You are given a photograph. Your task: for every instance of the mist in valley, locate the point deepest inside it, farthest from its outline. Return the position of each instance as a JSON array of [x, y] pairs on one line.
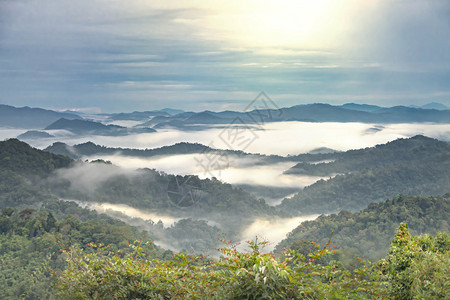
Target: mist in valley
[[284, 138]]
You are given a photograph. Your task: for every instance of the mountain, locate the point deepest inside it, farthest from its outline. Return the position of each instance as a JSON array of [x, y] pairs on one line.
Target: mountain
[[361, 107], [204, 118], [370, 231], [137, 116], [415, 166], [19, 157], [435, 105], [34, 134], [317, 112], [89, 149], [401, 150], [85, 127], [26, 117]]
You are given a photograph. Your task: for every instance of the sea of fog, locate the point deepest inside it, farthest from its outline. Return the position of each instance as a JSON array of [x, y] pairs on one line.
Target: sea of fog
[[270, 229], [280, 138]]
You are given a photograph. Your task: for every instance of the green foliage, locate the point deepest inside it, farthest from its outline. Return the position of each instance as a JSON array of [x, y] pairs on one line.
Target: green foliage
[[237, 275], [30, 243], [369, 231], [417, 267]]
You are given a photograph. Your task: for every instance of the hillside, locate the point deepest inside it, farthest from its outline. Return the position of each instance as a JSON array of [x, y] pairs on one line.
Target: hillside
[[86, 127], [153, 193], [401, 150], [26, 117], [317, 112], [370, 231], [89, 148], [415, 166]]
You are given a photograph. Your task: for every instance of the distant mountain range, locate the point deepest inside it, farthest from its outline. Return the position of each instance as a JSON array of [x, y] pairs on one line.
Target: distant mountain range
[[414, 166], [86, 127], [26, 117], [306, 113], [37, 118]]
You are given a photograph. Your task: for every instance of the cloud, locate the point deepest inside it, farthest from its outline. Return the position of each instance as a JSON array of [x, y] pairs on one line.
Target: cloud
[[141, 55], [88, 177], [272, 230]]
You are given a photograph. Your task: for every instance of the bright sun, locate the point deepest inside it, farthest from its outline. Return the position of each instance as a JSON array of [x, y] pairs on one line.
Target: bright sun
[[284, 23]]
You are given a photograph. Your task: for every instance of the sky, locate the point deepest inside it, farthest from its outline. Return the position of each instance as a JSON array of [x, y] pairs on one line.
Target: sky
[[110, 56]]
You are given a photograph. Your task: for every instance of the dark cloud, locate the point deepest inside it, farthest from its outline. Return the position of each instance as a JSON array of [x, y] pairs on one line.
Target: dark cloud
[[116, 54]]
+++
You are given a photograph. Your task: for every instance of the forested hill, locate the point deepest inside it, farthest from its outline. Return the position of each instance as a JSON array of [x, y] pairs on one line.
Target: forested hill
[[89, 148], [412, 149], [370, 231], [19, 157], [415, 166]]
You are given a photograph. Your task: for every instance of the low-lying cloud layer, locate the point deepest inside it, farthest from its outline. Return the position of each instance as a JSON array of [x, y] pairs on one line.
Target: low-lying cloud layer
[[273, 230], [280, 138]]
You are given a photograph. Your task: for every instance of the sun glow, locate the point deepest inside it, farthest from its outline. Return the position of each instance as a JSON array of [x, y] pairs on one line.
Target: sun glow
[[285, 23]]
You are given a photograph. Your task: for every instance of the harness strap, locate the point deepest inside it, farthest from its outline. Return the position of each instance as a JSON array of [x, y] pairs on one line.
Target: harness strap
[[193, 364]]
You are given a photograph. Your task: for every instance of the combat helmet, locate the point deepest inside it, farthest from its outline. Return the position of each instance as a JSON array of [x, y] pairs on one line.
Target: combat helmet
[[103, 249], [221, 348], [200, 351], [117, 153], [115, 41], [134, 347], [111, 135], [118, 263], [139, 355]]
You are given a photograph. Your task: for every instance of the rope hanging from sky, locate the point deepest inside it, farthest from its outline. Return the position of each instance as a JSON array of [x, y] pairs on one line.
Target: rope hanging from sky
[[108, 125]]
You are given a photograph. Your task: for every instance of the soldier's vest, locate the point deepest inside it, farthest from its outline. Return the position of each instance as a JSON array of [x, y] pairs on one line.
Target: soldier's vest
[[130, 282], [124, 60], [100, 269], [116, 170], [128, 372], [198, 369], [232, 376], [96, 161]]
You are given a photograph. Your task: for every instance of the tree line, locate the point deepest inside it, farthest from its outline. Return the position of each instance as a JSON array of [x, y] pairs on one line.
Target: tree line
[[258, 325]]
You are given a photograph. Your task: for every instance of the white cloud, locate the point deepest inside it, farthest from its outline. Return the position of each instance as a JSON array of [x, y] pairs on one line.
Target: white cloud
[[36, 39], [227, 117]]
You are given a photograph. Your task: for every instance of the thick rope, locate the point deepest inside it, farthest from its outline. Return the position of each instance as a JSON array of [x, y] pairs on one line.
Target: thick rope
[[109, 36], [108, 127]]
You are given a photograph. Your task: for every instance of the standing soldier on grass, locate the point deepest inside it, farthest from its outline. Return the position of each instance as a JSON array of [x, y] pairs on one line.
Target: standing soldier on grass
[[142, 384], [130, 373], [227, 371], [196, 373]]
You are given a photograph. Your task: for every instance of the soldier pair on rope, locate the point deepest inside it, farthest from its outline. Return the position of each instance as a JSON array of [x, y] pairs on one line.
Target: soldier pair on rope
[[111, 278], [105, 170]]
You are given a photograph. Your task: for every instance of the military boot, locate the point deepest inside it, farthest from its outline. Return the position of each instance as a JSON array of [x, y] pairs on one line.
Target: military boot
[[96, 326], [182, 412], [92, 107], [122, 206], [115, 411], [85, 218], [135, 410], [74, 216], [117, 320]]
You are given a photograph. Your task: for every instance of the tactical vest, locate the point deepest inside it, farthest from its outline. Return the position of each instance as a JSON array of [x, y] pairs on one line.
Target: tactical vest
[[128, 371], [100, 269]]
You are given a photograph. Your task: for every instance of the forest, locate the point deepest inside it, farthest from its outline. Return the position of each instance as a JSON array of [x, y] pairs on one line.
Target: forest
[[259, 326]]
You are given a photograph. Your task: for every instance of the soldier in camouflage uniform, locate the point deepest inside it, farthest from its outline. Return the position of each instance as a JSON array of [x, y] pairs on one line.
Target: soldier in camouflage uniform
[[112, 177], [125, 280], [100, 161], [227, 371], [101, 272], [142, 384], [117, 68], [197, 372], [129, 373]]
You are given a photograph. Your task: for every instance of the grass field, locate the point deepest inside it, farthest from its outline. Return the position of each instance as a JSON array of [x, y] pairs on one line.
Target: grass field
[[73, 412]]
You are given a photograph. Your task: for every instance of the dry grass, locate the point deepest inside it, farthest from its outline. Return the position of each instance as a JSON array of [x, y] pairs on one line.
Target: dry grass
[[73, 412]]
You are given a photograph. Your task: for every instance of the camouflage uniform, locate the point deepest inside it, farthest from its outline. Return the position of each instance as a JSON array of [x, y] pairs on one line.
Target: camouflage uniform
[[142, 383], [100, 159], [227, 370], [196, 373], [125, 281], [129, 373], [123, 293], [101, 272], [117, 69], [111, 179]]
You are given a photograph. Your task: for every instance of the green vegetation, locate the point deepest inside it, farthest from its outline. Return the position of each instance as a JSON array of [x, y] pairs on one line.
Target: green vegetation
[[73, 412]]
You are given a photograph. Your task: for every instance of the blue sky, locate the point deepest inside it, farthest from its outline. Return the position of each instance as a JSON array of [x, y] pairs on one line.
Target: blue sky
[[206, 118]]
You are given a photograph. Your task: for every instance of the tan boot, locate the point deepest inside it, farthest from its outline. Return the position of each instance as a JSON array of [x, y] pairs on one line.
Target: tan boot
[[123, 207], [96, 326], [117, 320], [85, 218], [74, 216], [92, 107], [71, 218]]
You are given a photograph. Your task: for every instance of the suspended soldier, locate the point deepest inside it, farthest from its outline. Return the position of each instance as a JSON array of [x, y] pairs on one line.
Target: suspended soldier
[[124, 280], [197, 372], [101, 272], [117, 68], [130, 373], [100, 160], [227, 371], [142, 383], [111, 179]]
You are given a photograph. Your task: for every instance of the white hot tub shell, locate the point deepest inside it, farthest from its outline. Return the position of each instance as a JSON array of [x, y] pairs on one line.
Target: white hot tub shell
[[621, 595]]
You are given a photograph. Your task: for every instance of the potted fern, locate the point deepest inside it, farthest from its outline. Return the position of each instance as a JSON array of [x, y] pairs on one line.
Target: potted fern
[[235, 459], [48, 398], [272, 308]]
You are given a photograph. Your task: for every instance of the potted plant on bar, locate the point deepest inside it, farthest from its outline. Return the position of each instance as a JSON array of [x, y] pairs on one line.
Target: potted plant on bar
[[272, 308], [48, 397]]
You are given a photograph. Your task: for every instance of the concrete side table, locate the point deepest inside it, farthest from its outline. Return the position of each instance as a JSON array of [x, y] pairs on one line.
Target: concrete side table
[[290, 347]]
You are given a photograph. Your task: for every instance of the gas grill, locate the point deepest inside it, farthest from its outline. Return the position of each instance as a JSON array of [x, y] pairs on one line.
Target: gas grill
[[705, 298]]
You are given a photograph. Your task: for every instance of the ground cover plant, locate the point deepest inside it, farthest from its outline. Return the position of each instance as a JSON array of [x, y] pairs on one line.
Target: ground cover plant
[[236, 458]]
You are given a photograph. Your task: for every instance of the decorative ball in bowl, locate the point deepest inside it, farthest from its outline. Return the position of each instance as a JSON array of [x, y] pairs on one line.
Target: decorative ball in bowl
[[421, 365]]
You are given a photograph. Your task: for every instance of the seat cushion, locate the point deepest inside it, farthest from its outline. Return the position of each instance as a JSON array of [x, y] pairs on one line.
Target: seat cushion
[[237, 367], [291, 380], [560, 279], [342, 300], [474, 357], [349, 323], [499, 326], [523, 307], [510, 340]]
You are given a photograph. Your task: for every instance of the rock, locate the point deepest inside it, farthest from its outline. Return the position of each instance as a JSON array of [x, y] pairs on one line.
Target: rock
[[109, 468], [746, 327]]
+++
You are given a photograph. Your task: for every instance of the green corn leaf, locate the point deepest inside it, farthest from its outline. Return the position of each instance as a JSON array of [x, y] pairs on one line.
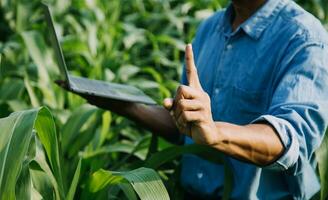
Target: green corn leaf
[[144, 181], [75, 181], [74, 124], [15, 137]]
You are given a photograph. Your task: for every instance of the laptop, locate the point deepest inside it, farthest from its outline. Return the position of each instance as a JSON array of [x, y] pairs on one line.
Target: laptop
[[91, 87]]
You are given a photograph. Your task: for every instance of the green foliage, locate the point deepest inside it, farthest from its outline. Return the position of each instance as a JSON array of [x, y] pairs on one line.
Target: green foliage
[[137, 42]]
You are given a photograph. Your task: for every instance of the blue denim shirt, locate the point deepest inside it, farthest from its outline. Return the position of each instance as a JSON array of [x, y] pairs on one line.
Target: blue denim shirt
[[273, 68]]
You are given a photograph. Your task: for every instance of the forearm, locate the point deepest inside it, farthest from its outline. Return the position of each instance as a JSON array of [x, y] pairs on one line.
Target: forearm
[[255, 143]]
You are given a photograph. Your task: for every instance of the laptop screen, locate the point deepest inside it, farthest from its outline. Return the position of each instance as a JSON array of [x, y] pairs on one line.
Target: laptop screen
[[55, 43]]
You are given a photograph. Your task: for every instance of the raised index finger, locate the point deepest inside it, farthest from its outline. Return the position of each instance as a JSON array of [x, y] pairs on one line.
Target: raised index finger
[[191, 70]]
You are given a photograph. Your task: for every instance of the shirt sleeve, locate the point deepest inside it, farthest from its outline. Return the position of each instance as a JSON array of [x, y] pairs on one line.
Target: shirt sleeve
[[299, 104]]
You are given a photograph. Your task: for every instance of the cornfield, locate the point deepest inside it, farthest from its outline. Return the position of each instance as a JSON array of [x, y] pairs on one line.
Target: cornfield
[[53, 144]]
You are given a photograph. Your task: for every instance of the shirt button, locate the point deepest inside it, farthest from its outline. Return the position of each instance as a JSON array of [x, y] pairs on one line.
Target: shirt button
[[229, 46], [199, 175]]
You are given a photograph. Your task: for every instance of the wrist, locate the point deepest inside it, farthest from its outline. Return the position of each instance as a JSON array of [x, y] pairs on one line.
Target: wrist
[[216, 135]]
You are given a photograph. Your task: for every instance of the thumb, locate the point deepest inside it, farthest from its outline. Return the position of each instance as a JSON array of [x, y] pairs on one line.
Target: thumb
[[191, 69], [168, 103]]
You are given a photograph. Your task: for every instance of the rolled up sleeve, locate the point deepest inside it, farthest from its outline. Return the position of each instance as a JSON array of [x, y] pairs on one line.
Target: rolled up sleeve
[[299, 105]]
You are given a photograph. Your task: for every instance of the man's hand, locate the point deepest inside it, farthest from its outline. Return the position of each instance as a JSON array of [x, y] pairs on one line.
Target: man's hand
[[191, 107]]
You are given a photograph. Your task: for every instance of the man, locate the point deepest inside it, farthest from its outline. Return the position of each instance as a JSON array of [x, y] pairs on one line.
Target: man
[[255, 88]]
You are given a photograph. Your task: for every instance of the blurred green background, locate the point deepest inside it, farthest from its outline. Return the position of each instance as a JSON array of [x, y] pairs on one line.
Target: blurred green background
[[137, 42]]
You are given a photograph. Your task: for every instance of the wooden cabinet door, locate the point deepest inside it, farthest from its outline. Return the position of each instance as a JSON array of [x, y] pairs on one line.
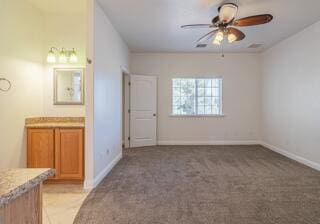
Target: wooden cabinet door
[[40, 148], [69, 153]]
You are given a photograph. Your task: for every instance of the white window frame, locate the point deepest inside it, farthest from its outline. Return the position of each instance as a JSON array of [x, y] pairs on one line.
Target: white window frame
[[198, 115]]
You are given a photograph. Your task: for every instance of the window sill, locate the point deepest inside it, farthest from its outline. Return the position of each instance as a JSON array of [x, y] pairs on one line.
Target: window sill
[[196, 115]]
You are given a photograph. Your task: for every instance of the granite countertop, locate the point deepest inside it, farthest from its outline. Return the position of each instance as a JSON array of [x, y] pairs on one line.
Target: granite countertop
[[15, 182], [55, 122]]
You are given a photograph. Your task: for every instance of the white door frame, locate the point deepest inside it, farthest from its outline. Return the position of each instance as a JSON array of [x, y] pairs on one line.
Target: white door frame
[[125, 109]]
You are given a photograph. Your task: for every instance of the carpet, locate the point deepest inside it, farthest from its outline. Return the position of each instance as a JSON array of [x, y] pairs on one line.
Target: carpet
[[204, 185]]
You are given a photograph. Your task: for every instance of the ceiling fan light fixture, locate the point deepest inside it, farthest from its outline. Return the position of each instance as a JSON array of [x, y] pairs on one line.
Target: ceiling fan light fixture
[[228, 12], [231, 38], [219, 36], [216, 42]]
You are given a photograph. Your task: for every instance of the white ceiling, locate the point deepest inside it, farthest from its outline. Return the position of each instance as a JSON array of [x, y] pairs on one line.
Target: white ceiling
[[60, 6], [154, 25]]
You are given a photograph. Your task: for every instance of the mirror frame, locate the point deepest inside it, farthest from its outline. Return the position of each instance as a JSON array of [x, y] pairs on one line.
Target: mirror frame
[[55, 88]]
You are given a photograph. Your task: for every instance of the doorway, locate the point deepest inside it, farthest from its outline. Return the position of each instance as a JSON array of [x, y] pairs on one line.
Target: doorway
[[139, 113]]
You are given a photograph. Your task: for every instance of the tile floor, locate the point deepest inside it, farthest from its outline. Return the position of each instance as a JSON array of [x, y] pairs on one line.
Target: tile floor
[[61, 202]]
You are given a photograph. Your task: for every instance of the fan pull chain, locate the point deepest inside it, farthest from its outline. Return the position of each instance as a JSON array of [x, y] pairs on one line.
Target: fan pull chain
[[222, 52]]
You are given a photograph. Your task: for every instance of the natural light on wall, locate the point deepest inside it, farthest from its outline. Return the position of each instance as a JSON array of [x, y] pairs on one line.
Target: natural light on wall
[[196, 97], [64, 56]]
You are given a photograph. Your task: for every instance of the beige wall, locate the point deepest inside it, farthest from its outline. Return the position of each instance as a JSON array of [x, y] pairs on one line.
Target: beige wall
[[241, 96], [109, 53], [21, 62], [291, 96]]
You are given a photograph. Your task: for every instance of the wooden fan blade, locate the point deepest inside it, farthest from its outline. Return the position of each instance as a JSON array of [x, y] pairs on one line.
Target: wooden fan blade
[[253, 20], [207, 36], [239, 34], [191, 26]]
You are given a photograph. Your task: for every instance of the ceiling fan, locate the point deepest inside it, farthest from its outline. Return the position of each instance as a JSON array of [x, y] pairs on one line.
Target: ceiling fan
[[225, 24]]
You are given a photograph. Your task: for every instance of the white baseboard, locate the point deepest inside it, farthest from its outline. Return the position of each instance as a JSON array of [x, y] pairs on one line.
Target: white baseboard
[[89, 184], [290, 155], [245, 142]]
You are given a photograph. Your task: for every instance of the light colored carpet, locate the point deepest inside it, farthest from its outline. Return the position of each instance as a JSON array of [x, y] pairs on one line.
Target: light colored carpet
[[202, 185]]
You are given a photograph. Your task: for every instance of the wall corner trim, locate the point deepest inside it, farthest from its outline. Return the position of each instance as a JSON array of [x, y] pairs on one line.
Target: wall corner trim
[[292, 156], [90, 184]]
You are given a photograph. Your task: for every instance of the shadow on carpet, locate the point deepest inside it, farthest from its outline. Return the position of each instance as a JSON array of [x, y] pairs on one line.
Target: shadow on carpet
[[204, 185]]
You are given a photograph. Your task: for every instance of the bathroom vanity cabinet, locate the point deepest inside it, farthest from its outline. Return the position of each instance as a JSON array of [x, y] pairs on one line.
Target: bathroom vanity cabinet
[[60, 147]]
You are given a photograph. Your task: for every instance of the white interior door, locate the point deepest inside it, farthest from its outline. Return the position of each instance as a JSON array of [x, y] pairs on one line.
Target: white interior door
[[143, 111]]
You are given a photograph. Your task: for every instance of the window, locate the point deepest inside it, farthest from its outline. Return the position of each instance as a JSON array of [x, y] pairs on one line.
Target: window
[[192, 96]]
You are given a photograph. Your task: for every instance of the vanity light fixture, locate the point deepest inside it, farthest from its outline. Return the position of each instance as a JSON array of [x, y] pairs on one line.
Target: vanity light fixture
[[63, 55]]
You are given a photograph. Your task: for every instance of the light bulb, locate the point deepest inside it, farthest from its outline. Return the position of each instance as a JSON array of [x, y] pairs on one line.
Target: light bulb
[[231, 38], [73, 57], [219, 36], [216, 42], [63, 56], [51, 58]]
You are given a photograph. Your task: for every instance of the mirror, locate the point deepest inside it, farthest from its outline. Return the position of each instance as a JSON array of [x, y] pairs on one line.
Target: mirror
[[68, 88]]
+++
▸ **TASK REQUIREMENTS**:
Give back only the lines starting at the one containing "the wrist, locate" and ending at the one containing "[[216, 135]]", with "deepest" swapped for "innermost" and everything else unchanged.

▸ **REPLY**:
You are given a photograph. Your task: for every instance of the wrist, locate the point innermost inside it, farthest from its outline. Return the position of each instance as a JSON array of [x, y] pairs on one line.
Target: wrist
[[216, 135]]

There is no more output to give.